=== Prompt ===
Identify each line in the items below that contains the word "ground", and copy every such line.

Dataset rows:
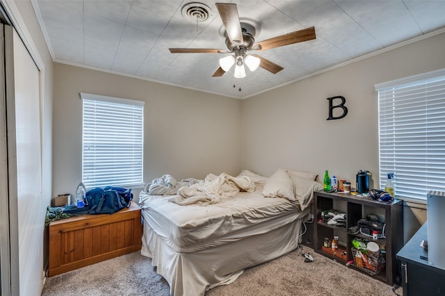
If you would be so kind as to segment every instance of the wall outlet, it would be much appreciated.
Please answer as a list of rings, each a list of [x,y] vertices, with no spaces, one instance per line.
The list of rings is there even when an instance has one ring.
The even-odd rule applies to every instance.
[[[306,217],[305,218],[305,222],[311,223],[314,222],[314,215],[312,213],[307,214],[307,215],[306,215]]]

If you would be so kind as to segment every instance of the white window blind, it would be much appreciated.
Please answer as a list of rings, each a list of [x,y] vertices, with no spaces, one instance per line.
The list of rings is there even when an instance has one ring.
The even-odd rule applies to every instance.
[[[394,173],[395,195],[426,199],[445,190],[445,71],[375,85],[380,177]]]
[[[81,93],[86,187],[143,183],[143,102]]]

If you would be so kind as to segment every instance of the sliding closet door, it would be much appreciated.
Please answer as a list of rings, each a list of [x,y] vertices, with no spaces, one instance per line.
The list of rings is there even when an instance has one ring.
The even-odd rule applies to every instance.
[[[4,60],[3,25],[0,24],[0,60]],[[0,63],[0,295],[11,293],[11,266],[10,262],[9,202],[8,193],[8,149],[6,140],[6,94],[5,90],[5,65]],[[18,254],[18,253],[17,253]],[[18,276],[18,265],[16,268]],[[16,290],[18,292],[18,287]]]
[[[45,213],[40,72],[15,31],[5,26],[4,32],[11,294],[18,286],[21,295],[40,295]]]

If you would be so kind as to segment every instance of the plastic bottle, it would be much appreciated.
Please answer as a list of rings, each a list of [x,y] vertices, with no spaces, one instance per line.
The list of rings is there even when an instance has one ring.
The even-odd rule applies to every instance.
[[[336,251],[339,248],[339,237],[334,236],[334,239],[332,240],[332,243],[331,244],[331,249],[332,251]]]
[[[331,190],[331,179],[329,177],[329,173],[327,172],[327,170],[325,171],[325,179],[323,179],[323,190],[325,191],[330,191]]]
[[[394,174],[388,174],[388,180],[387,181],[387,184],[385,186],[385,191],[389,192],[393,197],[394,197],[394,184],[392,183],[394,177]]]
[[[335,175],[332,176],[332,178],[331,179],[331,190],[332,189],[337,189],[337,177],[335,176]]]
[[[79,183],[76,190],[76,206],[78,208],[83,208],[85,206],[86,193],[85,185],[82,182]]]

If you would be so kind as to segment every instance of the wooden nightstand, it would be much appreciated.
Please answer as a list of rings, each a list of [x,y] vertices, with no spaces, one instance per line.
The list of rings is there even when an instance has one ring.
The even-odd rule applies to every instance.
[[[113,214],[83,215],[49,224],[53,277],[140,249],[141,210],[134,202]]]

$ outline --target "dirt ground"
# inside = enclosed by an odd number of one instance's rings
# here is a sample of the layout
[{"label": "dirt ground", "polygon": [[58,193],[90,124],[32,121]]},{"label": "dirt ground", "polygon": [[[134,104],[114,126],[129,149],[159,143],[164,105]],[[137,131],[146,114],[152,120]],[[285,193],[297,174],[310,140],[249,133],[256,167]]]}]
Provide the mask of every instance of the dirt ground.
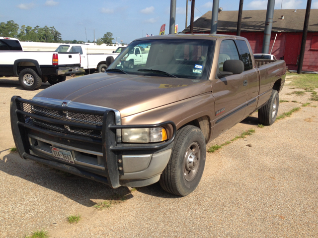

=== Final result ===
$ outline --target "dirt ground"
[{"label": "dirt ground", "polygon": [[58,193],[90,124],[32,121]]},{"label": "dirt ground", "polygon": [[[134,104],[114,126],[129,149],[159,143],[164,105]],[[137,131],[146,114],[152,120]],[[285,193],[297,174],[310,140],[249,133],[256,167]]]}]
Provide the mask of every instance of the dirt ground.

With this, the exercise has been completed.